_INSTRUCTION_
Print the item lines below exactly as they appear, starting at the line that contains "like [(74, 201)]." and ending at the line that contains "[(126, 25)]", with both of those lines included.

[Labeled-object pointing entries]
----
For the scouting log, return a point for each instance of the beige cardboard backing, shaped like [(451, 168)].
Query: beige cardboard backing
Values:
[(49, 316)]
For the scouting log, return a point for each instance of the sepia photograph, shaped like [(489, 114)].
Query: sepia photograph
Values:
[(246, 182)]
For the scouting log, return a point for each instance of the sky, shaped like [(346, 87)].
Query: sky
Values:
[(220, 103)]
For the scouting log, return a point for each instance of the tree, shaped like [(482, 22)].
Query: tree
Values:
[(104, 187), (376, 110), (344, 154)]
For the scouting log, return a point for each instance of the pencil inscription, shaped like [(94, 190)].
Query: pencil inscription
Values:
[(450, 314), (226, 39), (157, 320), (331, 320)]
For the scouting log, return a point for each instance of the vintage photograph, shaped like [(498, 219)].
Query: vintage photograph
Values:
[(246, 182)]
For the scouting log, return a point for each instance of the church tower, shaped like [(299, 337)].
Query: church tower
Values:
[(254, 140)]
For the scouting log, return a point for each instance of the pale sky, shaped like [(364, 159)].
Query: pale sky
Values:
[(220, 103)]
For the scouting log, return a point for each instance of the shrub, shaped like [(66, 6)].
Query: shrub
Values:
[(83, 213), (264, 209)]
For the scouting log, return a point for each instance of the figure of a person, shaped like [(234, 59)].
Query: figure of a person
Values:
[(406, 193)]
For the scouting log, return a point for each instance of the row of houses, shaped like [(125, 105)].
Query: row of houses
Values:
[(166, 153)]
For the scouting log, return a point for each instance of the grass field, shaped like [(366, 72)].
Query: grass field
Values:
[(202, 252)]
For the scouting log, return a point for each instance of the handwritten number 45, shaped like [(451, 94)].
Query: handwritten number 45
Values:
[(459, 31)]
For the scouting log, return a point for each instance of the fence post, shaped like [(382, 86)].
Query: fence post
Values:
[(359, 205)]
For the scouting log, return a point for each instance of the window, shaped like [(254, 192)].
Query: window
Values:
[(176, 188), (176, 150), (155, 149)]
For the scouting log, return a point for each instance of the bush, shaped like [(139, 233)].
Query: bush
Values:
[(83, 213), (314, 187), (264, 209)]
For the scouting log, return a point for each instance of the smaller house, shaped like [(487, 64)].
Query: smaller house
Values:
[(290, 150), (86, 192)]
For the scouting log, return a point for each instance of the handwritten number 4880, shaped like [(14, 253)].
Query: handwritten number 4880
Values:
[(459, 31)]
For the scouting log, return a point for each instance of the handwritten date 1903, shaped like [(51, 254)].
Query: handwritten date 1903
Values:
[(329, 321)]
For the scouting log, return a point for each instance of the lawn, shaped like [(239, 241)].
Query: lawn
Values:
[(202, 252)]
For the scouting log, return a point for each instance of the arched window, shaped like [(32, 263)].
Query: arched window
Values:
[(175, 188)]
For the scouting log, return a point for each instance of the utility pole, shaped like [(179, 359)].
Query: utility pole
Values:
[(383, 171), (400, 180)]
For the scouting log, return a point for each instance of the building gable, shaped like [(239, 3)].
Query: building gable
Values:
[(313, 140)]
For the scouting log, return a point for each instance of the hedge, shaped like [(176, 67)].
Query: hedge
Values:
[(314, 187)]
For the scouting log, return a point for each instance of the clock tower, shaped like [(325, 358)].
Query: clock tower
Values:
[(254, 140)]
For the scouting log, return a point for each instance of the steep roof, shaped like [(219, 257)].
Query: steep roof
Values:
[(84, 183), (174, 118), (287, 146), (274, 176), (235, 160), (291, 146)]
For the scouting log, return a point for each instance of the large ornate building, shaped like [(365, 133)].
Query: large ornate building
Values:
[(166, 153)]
----
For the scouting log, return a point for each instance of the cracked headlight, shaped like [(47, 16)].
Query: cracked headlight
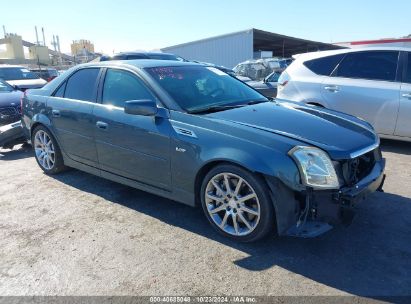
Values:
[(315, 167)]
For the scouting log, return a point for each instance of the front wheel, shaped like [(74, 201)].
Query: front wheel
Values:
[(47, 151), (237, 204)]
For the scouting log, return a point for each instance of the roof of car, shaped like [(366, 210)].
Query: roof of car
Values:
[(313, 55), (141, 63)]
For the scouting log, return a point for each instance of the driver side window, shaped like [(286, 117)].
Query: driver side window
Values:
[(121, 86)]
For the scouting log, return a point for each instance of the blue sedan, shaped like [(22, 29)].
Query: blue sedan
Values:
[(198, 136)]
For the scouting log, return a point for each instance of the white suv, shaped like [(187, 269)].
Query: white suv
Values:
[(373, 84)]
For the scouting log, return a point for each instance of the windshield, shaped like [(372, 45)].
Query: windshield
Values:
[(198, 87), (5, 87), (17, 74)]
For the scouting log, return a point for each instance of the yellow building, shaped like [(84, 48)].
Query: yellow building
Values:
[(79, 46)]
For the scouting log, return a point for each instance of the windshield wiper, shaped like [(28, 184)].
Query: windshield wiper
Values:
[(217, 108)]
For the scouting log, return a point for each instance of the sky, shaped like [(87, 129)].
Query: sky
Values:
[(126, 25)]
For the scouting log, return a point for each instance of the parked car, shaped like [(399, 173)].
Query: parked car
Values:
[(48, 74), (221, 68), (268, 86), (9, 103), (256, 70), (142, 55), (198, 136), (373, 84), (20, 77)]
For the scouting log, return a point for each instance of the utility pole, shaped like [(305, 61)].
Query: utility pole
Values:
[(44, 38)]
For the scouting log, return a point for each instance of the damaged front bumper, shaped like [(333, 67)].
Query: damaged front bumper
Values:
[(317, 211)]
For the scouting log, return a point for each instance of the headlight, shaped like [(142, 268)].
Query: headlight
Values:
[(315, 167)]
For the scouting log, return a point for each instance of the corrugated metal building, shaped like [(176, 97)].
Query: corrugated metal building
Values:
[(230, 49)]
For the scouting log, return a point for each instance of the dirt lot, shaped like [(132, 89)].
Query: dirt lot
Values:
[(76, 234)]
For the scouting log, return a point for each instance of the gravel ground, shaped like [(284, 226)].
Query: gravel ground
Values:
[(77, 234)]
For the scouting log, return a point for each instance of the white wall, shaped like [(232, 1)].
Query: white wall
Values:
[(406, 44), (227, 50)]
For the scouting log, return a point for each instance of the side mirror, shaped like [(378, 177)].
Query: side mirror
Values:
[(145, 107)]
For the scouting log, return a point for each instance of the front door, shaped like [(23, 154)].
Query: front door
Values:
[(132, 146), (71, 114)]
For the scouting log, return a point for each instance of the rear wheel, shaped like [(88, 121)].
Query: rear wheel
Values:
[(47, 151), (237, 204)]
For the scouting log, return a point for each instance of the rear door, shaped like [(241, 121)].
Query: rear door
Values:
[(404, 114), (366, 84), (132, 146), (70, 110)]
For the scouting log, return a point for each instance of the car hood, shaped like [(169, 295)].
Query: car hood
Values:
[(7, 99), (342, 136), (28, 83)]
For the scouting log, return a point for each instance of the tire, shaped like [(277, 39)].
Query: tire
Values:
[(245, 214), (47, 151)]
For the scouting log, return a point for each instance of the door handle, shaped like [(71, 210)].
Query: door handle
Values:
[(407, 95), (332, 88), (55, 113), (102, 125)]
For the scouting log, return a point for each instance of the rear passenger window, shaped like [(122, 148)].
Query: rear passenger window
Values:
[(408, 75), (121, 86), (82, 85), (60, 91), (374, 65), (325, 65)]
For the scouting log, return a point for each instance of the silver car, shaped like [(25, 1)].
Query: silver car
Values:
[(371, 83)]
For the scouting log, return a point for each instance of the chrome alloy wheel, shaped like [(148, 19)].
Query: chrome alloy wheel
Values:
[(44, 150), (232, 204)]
----
_WORKED SOLUTION_
For the scouting log, return a point for each instance of the front wheel, shaped like [(74, 201)].
Query: front wheel
Values:
[(47, 151), (237, 204)]
For the scouting log, return a point for each instance of the roof of car, shaped like [(366, 210)].
Query: roof of car
Values:
[(313, 55), (141, 63)]
For the scouting log, return a point for each instance of the driver side window, shaped like [(286, 117)].
Query: driver side window
Values:
[(121, 86)]
For the scouting log, return a point for each instance of the blue sedan, shaped like [(22, 29)].
Query: blue sedan
Values:
[(198, 136)]
For the scouting log, return a point for each instance of the white suv, shaped like [(187, 269)].
Query: white suv
Values:
[(373, 84)]
For the scouting log, return a point for each instance of the windshield, shaped like [(372, 45)].
Query: windshield
Values:
[(198, 87), (5, 87), (17, 74)]
For the scouting log, return a point for each instance of the yellow building, shaped like [(84, 48)].
Query: yellow building
Values:
[(79, 46)]
For the scouting log, return a point for each instance of the windshield wiper, shaped like [(28, 184)].
Query: windshield wiper
Values:
[(217, 108)]
For the scouting log, return a point for each instance of the sky, shaped like [(87, 129)].
Query: sky
Values:
[(126, 25)]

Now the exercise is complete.